__EXTRACTED TEXT__.
##############################

Method coinFlip accepts a string holding a file name as its parameter. It opens that file and reads its contents as a sequence of tokens. Then it reads and scans through each token and the if condition statement:
if (token.equalsIgnoreCase("H")||token.equalsIgnoreCase("Heads"))
checks if the each token in the sequence stored in the file is equal to the H or Heads regardless of the case of the token. For example if the first token in the sequence is H then this if condition evaluates to true. Then the head++ statement increments the count of head by 1. After scanning each token in the sequence the variable count is also increased to 1.
If the token of the sequence is HeAds then this if condition evaluates to true because the lower or upper case difference is ignored due to equalsIgnoreCase method. Each time a head is found in the sequence the variable head is incremented to 1.
However if the token in the sequence is Tails then this if condition evaluates to false. Then the value of head variable is not incremented to 1. Next the count variable is incremented to 1 because this variable value is always incremented to 1 each time a token is scanned because count returns the total number of tokens and head returns total number of heads in the tokens.
Percentage method is used to return the percentage of the number of heads in the sequence. It takes head and count as parameters (h and total). Computes the percentage by this formula h/total* 100. If the result of this is greater than or equal to 50 then the message You win is displayed otherwise message You lose! is displayed in output.

##############################

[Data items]
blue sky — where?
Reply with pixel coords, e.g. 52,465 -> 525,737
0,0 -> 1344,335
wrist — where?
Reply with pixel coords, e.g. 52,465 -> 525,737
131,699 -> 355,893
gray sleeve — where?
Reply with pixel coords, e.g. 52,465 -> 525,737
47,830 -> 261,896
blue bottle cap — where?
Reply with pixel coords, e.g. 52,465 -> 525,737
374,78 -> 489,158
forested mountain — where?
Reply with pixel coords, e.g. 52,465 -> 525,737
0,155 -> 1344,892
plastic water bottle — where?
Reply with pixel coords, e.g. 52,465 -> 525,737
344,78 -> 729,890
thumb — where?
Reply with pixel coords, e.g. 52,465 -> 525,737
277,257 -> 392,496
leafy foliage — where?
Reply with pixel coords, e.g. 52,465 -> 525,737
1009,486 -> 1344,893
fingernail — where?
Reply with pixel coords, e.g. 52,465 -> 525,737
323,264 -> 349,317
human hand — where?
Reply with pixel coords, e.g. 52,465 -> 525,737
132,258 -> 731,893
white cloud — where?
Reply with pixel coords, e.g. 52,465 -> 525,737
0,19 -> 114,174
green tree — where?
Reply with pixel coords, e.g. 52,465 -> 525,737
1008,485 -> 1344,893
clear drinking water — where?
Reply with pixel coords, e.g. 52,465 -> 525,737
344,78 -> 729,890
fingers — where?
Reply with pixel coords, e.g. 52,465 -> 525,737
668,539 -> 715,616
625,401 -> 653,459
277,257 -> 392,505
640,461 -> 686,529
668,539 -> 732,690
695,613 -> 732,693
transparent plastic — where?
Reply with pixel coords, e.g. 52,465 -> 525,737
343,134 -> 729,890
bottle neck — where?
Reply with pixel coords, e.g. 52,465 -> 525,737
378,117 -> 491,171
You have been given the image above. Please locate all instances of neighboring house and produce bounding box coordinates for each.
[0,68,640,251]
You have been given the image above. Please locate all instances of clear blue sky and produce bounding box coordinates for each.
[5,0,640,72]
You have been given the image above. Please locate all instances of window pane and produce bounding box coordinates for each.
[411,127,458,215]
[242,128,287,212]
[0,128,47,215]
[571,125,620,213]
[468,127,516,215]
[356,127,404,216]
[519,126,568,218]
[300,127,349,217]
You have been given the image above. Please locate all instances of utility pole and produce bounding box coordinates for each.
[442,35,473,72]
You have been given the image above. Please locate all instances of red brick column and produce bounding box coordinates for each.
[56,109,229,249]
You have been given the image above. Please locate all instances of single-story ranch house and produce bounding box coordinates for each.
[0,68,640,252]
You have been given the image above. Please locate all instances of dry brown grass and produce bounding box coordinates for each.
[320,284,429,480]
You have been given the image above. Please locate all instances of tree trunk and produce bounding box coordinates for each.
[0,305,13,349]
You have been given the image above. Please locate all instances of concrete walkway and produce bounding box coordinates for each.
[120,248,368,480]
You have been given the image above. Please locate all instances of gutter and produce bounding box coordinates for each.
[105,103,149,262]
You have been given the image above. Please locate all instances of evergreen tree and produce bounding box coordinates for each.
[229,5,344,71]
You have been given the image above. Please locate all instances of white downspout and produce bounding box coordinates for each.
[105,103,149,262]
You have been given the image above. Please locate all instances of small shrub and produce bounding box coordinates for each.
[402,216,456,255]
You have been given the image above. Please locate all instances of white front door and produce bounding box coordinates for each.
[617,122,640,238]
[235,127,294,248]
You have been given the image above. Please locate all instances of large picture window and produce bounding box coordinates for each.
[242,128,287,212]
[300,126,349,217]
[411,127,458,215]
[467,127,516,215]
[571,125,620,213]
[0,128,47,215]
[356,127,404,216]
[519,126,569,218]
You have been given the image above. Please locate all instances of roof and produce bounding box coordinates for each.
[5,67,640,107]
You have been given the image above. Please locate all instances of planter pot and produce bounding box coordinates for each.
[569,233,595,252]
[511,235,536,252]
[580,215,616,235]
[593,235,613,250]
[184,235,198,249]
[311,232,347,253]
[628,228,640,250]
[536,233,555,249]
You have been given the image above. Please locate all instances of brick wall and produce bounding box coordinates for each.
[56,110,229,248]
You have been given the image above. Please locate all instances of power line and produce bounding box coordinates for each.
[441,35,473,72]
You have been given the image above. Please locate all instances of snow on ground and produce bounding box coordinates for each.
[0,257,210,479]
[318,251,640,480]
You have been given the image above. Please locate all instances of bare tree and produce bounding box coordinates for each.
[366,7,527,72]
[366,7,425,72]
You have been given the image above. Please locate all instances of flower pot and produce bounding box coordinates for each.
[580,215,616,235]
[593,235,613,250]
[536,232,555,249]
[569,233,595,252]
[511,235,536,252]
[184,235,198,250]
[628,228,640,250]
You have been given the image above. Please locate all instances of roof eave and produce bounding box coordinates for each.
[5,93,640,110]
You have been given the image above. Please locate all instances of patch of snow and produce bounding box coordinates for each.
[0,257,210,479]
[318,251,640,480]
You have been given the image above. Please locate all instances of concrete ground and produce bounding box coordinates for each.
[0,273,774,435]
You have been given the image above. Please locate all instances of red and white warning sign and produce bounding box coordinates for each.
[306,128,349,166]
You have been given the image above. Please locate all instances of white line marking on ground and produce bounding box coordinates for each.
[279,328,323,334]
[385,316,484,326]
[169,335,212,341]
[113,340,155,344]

##############################

__TASK__. Echo the full explanation of the coinFlip method word for word. Rely only on the text about the coinFlip method.

__EXERCISE ANSWER__.
Method coinFlip accepts a string holding a file name as its parameter. It opens that file and reads its contents as a sequence of tokens. Then it reads and scans through each token and the if condition statement:
if (token.equalsIgnoreCase("H")||token.equalsIgnoreCase("Heads"))
checks if the each token in the sequence stored in the file is equal to the H or Heads regardless of the case of the token. For example if the first token in the sequence is H then this if condition evaluates to true. Then the head++ statement increments the count of head by 1. After scanning each token in the sequence the variable count is also increased to 1.
If the token of the sequence is HeAds then this if condition evaluates to true because the lower or upper case difference is ignored due to equalsIgnoreCase method. Each time a head is found in the sequence the variable head is incremented to 1.
However if the token in the sequence is Tails then this if condition evaluates to false. Then the value of head variable is not incremented to 1. Next the count variable is incremented to 1 because this variable value is always incremented to 1 each time a token is scanned because count returns the total number of tokens and head returns total number of heads in the tokens.
Percentage method is used to return the percentage of the number of heads in the sequence. It takes head and count as parameters (h and total). Computes the percentage by this formula h/total* 100. If the result of this is greater than or equal to 50 then the message You win is displayed otherwise message You lose! is displayed in output.